### ZUR AUFGABE:
Schreibe die Meldung über den Nachweis kurzlebiger Zwischenprodukte chemischer Reaktionen im Anschluss an ihren letzten Satz weiter.

News: Im Rampenlicht
Auch in der Chemie ist manchmal der Weg das Ziel. So entstehen bei vielen chemischen Reaktionen Zwischenprodukte, die allerdings nach Bruchteilen einer Sekunde schon wieder spurlos verschwinden. Ein neues Verfahren soll Licht in die Angelegenheit bringen - und das im wahrsten Sinne des Wortes.
Ihre Existenz dauert nicht einmal einen Wimpernschlag: eine tausendstel Sekunde oder sogar weniger. So lange existieren Moleküle, die als Zwischenprodukte bei chemischen Reaktionen anfallen. Ihr Nachweis stellt daher, gelinde gesagt, eine experimentelle Herausforderung dar.
Eine Herausforderung, der sich Jason Shear und Matthew Plenert von der University of Texas in Austin gestellt haben. Ihnen gelang es, die scheuen Moleküle förmlich ins Rampenlicht zu zerren, indem sie die bewährte Technik der Kapillar-Elektrophorese weiterentwickelten.

(Fotobasierte Daten zu verweisenden Ausdrücken)
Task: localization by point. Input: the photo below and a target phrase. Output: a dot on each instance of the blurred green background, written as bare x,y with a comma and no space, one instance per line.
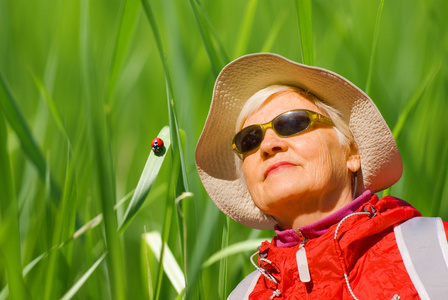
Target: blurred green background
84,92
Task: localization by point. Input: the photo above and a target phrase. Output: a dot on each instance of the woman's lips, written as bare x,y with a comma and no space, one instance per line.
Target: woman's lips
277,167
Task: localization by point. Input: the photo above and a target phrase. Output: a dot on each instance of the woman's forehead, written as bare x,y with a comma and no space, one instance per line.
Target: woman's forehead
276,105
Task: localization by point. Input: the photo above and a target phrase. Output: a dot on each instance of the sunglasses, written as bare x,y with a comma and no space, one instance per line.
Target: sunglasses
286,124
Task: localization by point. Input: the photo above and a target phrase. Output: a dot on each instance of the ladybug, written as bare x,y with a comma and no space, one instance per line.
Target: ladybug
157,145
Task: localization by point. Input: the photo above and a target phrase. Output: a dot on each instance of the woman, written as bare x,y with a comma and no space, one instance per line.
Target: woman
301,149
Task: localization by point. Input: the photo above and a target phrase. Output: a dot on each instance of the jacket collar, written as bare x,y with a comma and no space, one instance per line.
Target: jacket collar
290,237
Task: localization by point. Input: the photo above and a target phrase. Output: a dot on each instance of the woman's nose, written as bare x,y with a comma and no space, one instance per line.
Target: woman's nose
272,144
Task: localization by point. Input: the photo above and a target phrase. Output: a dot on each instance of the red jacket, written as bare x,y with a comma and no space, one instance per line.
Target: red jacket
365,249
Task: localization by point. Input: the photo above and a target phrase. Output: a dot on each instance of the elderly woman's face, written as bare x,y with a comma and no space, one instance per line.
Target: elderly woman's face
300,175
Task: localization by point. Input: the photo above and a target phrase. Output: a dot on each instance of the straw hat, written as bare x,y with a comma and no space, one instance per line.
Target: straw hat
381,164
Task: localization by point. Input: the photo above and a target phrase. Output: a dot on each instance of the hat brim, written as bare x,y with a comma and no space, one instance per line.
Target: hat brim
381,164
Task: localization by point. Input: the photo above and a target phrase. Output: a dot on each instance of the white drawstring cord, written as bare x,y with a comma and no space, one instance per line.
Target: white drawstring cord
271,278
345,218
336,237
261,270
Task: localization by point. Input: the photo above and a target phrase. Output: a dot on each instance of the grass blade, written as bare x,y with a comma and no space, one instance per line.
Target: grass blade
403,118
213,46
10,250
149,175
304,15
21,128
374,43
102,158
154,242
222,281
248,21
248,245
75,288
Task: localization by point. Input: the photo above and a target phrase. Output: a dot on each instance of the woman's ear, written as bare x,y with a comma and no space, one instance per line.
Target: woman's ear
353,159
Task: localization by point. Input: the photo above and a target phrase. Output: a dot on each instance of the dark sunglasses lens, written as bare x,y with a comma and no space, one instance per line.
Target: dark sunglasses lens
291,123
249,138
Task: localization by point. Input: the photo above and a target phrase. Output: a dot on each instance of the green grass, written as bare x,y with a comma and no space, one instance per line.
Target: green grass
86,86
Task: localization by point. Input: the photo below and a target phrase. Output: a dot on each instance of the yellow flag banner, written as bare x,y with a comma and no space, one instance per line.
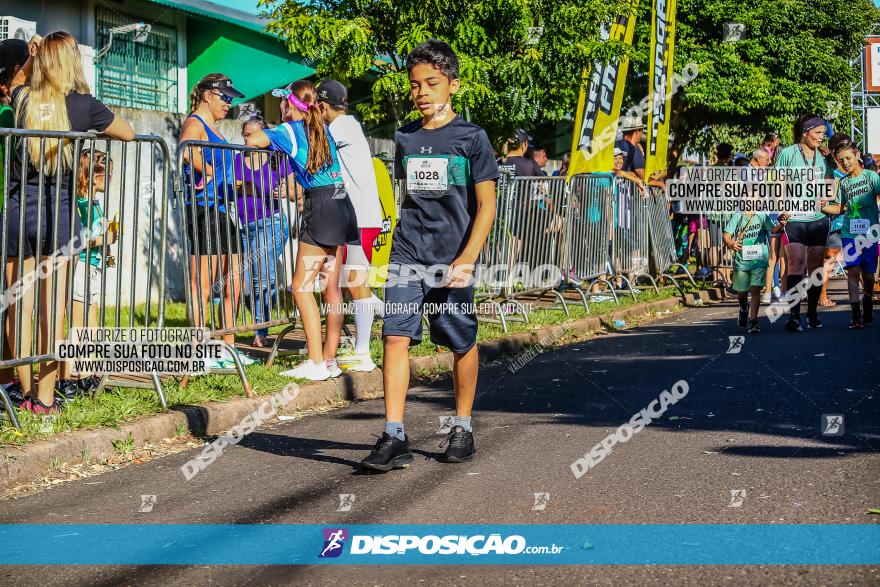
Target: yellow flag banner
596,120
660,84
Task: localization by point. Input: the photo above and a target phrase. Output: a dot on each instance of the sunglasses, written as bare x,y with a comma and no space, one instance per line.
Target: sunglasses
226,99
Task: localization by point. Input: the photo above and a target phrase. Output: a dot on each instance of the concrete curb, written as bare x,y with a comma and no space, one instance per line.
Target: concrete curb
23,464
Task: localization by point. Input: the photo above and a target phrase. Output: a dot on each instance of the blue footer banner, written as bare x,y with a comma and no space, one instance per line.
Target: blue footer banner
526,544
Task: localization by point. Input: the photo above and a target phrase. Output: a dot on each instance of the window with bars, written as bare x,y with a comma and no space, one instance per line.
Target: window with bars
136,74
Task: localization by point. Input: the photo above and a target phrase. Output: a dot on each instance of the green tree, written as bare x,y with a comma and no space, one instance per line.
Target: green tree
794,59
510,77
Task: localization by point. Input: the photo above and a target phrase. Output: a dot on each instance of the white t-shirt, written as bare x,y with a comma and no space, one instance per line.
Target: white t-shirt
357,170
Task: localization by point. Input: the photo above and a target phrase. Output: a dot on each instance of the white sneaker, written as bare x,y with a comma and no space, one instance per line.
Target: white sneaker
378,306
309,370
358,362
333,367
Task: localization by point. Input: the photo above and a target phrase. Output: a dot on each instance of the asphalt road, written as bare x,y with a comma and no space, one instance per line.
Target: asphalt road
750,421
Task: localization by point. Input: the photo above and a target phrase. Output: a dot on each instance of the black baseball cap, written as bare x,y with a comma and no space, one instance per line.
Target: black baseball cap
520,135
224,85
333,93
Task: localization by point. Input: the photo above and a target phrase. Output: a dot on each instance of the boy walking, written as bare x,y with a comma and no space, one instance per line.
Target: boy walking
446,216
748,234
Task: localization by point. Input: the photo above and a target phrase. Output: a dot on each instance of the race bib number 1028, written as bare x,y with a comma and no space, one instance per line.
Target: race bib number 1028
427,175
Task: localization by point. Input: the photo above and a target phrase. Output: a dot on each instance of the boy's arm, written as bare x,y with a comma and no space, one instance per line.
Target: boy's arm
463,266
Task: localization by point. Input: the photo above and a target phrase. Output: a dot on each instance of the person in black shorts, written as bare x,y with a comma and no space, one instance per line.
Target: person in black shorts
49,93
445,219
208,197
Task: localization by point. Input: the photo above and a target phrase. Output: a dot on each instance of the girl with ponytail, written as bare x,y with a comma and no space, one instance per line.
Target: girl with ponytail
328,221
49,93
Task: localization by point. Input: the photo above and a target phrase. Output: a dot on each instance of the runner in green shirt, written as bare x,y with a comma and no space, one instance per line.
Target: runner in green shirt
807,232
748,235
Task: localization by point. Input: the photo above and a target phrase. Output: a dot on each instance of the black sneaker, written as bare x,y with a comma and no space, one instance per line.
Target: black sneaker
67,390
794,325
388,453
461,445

### DEINE ANTWORT:
Bei diesem Verfahren wird im Prinzip einfach nur ein äußerst dünnes, aus Kieselglas bestehendes Rohr zwischen zwei Behältern mit Flüssigkeit gespannt und an beide Enden ein sehr starkes elektrostatisches Feld angelegt. Die Moleküle in der Flüssigkeit werden ionisiert und wandern daraufhin durch die Kapillare zum anderen Ende.
Und dabei reisen sie - je nach Größe und Ladung - mit unterschiedlichen Geschwindigkeiten. Auf diese Weise lassen sich die Verbindungen also nach ihrer Ankunftszeit sortieren.
Shear und Plenert verengten nun zusätzlich die Mitte der jetzt sanduhrförmigen Kapillare auf einen Durchmesser von gerade einmal fünf Mikrometer. Dann ließen sie eine Lösung aus dem Neurotransmitter Serotonin und seinem Vorläufer Hydroxytryptophan durch das Röhrchen laufen.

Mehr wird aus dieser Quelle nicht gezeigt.